▶ Document segment:

___

Wed 24

Have a Beer with Max in London

Max As I mentioned, I’m not doing any publicity while I’m in England. But I do intend to have a beer at the Warrington Hotel [Map] at 2pm this Sunday the 28th. So if you’re in range, and you care, you could come along.

I don’t really know how this will work, but I am imagining something like this: you see a 6’2” guy with no hair speaking in an Australian accent, wander over, and say, “Are you Max?” And I say, “Yes, yes I am. Who are you?” And we take it from there. My only rule—and it’s a very strict one—is that there shall be no mention of the Ashes.

I won’t have any books to sell, but I’m happy to sign anything you bring along. And I mean anything. Underwear, other people’s books, you name it. I’m desperate for recognition.

By the way, I was originally thinking of inviting people to a pub in Bedford, but realized I couldn’t live with the stain of that crime on my soul.

Update: Well that was great fun! Thanks to those who turned up. I gotta say, it’s pretty damn cool to be able to gather an instant mini-party of interesting people just by posting on my blog.

Tue 09

My Favourite Author Went To Bedford And All I Got Was This Lousy Blog

Max I’m in England. Huh, when I say it like that, it’s as if I just breezed halfway around the world during my lunch hour, instead of undergoing 30 hours of torture inside a metal tube with an 8-month old baby and a planeload of people conspiring to prevent her from sleeping.

Jen’s family live in England, and occasionally we fly over to visit them. We usually stay for at least a month, and—since the purpose of the trip is to spend time with them—visit absolutely no tourist attractions or places of interest. We just hang out in Bedford. For that reason, I have the general impression that all of England is a barely habitable crap-hole full of people who look like they’re about to stab you for your mobile phone, then use it to call their dealer.

Well, that’s not quite true; I have visited a few other places in England, and with one exception (Milton Keynes, I’m looking at you) they have been quite beautiful, or at least interestingly history-soaked. But Bedford is neither. I am told that Bedford’s heyday was in the 1950s, when the local brickworks was the town’s main employer, and you can tell this is true because every single house is constructed in the exact same style from the exact same red brick. Other Bedford attractions include the River Ouse (pronounced “ooze”), which is exactly as charming as it sounds and patrolled by highly aggressive ducks, and… no, actually, that’s it.

Most English people I speak to are hazy on where, exactly, Bedford is. The answer is you don’t care. I think you’re better off not knowing how close you may be to Bedford. If, in your ignorance, you do happen to stumble onto it, well, just hurry on before any of it gets on your clothes.

I have no publicity plans while I’m in England; for some reason my British publisher has always been reluctant to expose me to the public, like a girlfriend embarrassed to introduce me to her parents. I know what you’re thinking: at first I thought it was the hair, too. But no: apparently you just don’t do bookstore events in this country unless you are sufficiently famous. More sufficiently than me, I mean. I’m not sure why, exactly. Maybe it’s considered bad manners.

___

Source data

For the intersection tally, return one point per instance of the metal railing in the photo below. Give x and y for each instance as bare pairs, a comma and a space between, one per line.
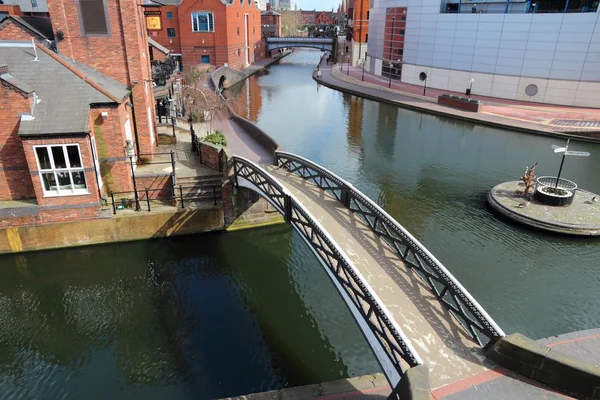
298, 39
562, 183
391, 347
448, 291
179, 199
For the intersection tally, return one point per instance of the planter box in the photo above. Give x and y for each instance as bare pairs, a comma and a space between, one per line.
459, 102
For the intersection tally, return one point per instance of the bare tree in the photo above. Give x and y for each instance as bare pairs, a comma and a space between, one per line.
202, 103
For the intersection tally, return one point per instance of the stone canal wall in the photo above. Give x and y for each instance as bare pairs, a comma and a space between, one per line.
119, 228
370, 385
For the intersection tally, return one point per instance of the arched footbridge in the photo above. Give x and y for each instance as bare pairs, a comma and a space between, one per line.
274, 43
410, 308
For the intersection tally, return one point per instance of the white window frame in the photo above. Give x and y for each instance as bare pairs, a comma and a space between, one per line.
211, 26
61, 192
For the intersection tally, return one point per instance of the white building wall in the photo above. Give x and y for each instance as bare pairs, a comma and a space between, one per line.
504, 53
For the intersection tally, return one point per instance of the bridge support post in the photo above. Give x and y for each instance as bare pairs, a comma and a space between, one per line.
235, 175
414, 385
346, 196
287, 208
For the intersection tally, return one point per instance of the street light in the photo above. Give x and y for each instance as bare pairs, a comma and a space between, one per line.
364, 61
470, 87
348, 61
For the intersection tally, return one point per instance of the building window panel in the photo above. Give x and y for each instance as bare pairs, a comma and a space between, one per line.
203, 22
93, 17
61, 170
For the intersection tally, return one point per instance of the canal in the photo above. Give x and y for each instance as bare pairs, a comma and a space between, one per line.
226, 314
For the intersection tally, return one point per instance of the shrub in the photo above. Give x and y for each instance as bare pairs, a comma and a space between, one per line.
216, 138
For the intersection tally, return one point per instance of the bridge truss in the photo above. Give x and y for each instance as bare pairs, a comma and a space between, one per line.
391, 347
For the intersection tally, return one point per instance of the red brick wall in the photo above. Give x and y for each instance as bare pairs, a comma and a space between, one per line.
122, 55
88, 164
11, 10
110, 139
223, 44
173, 44
15, 179
9, 30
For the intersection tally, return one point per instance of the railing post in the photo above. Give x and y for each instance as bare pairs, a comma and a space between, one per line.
346, 196
181, 196
137, 199
235, 169
148, 200
287, 208
174, 175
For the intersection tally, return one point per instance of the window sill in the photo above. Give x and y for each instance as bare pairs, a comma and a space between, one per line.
50, 195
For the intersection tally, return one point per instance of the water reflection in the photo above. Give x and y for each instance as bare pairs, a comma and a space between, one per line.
183, 318
432, 174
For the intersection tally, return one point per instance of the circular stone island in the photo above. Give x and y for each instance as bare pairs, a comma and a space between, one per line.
581, 217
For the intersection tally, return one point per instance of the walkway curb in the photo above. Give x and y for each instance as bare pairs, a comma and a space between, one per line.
448, 114
546, 365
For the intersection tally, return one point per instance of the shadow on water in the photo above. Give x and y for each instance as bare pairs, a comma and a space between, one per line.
190, 317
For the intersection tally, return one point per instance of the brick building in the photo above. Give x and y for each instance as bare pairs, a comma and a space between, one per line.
358, 29
70, 102
217, 32
270, 23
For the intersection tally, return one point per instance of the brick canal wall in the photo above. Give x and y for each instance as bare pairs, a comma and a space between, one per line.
120, 228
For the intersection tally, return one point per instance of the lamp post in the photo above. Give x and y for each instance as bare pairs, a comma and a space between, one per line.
392, 38
348, 61
364, 61
470, 87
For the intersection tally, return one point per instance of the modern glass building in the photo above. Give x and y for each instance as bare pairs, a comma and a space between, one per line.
539, 51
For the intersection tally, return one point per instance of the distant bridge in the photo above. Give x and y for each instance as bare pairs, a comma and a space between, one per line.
275, 43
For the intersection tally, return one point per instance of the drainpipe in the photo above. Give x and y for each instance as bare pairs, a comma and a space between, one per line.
137, 142
96, 172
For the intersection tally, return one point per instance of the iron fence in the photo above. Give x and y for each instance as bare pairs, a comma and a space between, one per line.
392, 346
448, 291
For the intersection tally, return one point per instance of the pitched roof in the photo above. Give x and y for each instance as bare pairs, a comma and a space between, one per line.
271, 12
158, 46
64, 97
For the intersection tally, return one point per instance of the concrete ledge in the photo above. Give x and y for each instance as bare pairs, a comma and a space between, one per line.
546, 365
414, 384
350, 386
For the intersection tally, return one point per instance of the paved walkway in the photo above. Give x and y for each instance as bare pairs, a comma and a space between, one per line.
530, 117
444, 346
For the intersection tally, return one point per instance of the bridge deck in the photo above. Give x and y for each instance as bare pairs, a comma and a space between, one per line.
438, 338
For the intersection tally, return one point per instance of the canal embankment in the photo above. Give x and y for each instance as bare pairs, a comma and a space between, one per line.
334, 78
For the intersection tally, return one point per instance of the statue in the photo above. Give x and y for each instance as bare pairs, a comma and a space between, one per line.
529, 179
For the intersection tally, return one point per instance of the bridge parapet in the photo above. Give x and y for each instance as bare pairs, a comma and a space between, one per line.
390, 345
446, 288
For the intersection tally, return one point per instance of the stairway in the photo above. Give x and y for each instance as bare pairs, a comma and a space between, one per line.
198, 190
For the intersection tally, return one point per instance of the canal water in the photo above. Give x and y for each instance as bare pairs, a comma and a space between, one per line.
219, 315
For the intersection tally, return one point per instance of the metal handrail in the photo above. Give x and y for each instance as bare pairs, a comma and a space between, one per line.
551, 181
370, 312
469, 313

___

▶ What you need to do: Condense the blog post's paragraph beginning "I have no publicity plans" into a short bulleted list that keeps its main facts.

▶ Exercise output:
- No publicity is planned during the stay in England.
- The British publisher has always been reluctant to put the writer in front of the public, like a girlfriend embarrassed to introduce a partner to her parents.
- The cause isn't the writer's hair. Apparently bookstore events aren't done in that country unless an author is famous enough, more famous than the writer.
- The writer isn't sure why and guesses it may be considered bad manners.